--- Source document ---
Bitcoin Wallet Cost Function Analysis

This repository proposes a framework for studying cost functions for the decision space available to Bitcoin wallets when creating transactions. A primary goal is accounting for user defined liabilities incurred by transactions lacking the desired level of privacy or confidentiality, and their interaction with confirmation times. This is in addition to well established objective metrics such as the blockspace or fees required for a transaction, which are taken for granted.

1. Introduction

This repository and document are both a work in progress.

This document is meant to provide an overview of the findings which will be presented in more detail in separate sidetrack documents or chapters.

In rough order of priority, materials that are currently (April 2022) being reworked into this repository:

quantitative modeling of aspects of privacy and ambiguity
agentpy based simulations
concrete cost function for use in CoinJoins

These will be integrated first into the different "sidetrack" documents, and then summarized here for a broader audience.
--- Data shown ---
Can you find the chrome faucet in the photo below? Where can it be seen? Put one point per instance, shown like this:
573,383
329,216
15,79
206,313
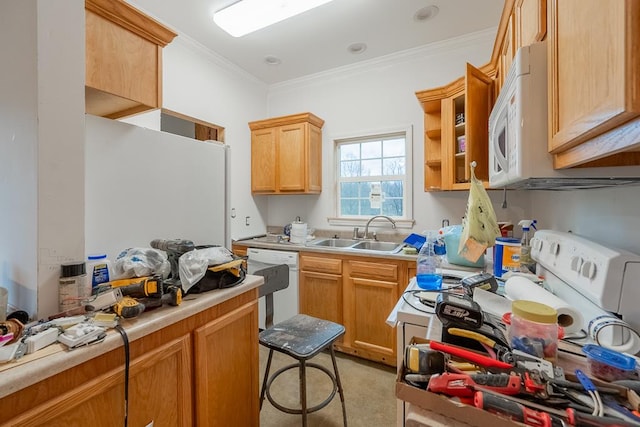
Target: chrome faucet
366,227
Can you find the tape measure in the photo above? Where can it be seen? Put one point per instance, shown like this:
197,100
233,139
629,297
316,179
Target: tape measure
458,309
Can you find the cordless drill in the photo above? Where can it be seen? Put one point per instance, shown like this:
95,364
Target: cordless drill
174,249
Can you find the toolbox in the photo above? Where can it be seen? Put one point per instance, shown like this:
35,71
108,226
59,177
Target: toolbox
463,413
445,406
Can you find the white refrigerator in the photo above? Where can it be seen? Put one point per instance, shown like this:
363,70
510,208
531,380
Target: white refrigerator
143,184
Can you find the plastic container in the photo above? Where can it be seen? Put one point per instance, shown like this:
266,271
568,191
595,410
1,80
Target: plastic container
73,285
534,329
526,262
506,255
99,269
451,236
427,265
609,365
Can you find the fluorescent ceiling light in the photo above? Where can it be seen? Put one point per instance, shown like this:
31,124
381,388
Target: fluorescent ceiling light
247,16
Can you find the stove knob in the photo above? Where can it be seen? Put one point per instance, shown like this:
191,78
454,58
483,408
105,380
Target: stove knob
589,270
576,263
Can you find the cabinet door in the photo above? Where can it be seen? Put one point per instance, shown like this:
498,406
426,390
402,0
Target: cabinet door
292,157
321,296
263,160
594,83
314,160
478,92
371,292
160,392
226,369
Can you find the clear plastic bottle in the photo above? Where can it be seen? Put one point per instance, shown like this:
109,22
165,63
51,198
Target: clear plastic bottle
427,264
526,262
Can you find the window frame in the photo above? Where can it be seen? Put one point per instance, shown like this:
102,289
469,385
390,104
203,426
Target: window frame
407,220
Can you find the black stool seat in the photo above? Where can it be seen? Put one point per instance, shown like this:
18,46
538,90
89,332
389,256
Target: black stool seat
302,337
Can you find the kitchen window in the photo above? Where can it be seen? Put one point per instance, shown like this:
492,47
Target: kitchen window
373,177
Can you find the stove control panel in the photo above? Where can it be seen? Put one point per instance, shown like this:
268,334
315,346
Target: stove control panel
596,271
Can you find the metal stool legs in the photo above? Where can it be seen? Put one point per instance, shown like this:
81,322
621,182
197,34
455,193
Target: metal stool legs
302,375
335,369
266,377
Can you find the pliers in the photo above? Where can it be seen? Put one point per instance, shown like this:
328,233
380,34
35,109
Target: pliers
495,350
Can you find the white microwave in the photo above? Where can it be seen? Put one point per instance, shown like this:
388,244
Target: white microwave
518,150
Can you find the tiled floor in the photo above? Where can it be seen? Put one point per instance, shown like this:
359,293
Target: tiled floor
369,390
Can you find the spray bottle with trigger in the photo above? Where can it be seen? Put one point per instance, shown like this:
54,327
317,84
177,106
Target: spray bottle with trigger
526,262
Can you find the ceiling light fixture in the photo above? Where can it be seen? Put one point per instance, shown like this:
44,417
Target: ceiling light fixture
356,48
426,13
246,16
272,60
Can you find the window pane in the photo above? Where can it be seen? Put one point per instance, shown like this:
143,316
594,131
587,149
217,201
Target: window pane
394,147
392,189
365,189
366,209
371,149
394,166
349,169
349,207
364,163
348,189
392,207
371,167
349,151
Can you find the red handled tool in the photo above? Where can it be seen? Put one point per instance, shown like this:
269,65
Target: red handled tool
558,417
469,355
463,385
515,411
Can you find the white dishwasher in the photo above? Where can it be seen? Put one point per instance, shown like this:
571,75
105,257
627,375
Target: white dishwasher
285,301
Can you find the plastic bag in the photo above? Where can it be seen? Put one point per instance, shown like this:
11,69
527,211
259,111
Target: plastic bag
193,265
479,226
140,262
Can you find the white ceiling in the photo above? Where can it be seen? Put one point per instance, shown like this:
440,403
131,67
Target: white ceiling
317,40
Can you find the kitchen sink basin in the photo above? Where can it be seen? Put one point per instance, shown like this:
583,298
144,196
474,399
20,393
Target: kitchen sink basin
373,245
334,243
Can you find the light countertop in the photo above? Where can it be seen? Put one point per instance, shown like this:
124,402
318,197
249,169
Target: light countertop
55,358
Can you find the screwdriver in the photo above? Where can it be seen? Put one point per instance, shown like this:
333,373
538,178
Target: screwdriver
515,411
558,417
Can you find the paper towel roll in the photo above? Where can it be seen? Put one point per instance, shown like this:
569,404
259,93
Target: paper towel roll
298,232
570,318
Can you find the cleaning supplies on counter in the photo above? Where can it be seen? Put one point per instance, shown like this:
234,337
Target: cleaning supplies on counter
451,236
428,262
526,263
506,255
298,231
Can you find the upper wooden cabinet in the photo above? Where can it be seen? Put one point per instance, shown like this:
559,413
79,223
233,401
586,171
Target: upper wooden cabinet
456,130
286,155
123,71
594,78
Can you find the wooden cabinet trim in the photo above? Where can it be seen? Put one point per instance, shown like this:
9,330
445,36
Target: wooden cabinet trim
378,271
287,120
321,264
587,118
132,19
181,348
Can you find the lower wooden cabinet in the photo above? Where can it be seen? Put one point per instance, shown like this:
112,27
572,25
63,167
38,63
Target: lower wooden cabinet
226,377
216,350
320,287
357,292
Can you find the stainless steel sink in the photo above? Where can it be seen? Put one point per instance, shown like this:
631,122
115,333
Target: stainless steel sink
333,243
373,245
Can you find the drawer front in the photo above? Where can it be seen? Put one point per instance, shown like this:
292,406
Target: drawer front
388,272
320,264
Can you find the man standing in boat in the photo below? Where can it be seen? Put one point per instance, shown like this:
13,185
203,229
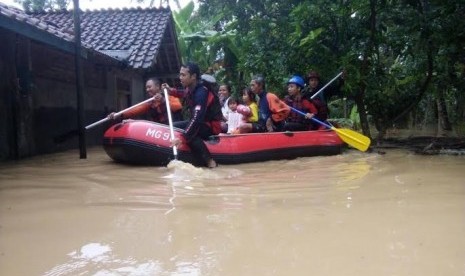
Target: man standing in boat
205,114
271,110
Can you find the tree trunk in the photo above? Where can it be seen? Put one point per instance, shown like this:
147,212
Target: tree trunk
444,124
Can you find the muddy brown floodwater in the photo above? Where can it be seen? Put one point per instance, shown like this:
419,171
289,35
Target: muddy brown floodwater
353,214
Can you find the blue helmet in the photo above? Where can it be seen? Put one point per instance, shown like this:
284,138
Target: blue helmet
297,80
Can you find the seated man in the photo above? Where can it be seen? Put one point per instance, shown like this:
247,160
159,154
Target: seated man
295,99
271,110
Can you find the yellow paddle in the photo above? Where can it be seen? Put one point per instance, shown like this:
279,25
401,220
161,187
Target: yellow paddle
350,137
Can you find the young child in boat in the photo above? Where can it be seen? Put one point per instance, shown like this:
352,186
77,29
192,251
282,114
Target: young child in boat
224,93
236,115
295,99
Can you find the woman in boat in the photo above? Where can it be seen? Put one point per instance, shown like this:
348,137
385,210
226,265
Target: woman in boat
295,121
250,100
156,109
271,110
205,114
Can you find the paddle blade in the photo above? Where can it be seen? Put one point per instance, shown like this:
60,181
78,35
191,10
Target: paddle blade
353,138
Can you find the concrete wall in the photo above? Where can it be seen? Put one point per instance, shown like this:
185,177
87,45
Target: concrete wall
38,104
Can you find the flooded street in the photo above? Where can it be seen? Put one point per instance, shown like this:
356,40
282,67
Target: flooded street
351,214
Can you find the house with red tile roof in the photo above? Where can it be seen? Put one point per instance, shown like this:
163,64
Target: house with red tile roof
120,50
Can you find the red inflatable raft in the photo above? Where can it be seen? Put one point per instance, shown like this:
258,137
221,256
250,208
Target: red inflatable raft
148,143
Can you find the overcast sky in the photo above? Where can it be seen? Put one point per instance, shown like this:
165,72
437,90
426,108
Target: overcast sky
99,4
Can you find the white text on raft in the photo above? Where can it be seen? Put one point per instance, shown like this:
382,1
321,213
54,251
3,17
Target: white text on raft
157,134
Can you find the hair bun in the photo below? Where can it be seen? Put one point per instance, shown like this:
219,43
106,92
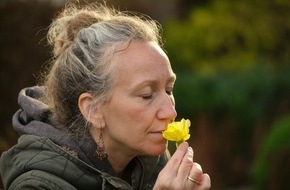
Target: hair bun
67,25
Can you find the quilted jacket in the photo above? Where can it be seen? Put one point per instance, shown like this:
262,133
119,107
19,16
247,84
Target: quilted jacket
47,157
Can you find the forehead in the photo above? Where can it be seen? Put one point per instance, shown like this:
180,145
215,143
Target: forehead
140,56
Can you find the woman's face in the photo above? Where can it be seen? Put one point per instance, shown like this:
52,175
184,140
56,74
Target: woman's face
142,103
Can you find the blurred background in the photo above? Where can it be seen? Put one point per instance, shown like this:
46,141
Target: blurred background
232,60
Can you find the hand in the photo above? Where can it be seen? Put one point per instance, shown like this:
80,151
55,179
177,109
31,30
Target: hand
181,173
---
# Set of tasks:
(A) Copy the Bitcoin wallet cost function text starting at "This repository and" and ending at "a broader audience.", swapping "repository" for "project" each time it appears.
(B) Write a continuation of the Bitcoin wallet cost function document, picking up after its final sentence.
The items aren't needed for anything here.

# Outputs in order:
(A)
This project and document are both a work in progress.

This document is meant to provide an overview of the findings which will be presented in more detail in separate sidetrack documents or chapters.

In rough order of priority, materials that are currently (April 2022) being reworked into this project:

quantitative modeling of aspects of privacy and ambiguity
agentpy based simulations
concrete cost function for use in CoinJoins

These will be integrated first into the different "sidetrack" documents, and then summarized here for a broader audience.

(B)
After consolidating disparate and incomplete writings produced over the last few years and organizing them here, the scope can be widened to include new materials.

2. Preliminaries

2.1. Basic Terms and Concepts

The Bitcoin blockchain is an ordered list of transactions grouped into individual blocks connected in a linked list structure. Transactions consume coins in order to create other coins, allowing value to be transferred in an indivisible unit (satoshis, or sats). A loose definition of a wallet that we will use is some collection of unspent coins at a point in time. Coins must be spent completely and only once, so transactions which are otherwise valid will conflict with each other if they attempt to spend the same coin. In the event of such double spending, confirmation (inclusion in a block) provides a tie breaking mechanism. A confirmed transaction renders any conflicting transactions invalid. Every additional block mined on top of a block including a transaction is an additional confirmation for that transaction. Agreeing on blocks allows all validating nodes on the Bitcoin network to agree about exactly which transactions have or haven't taken effect, maintaining consensus regarding the state of all sats in circulation by verifying their history.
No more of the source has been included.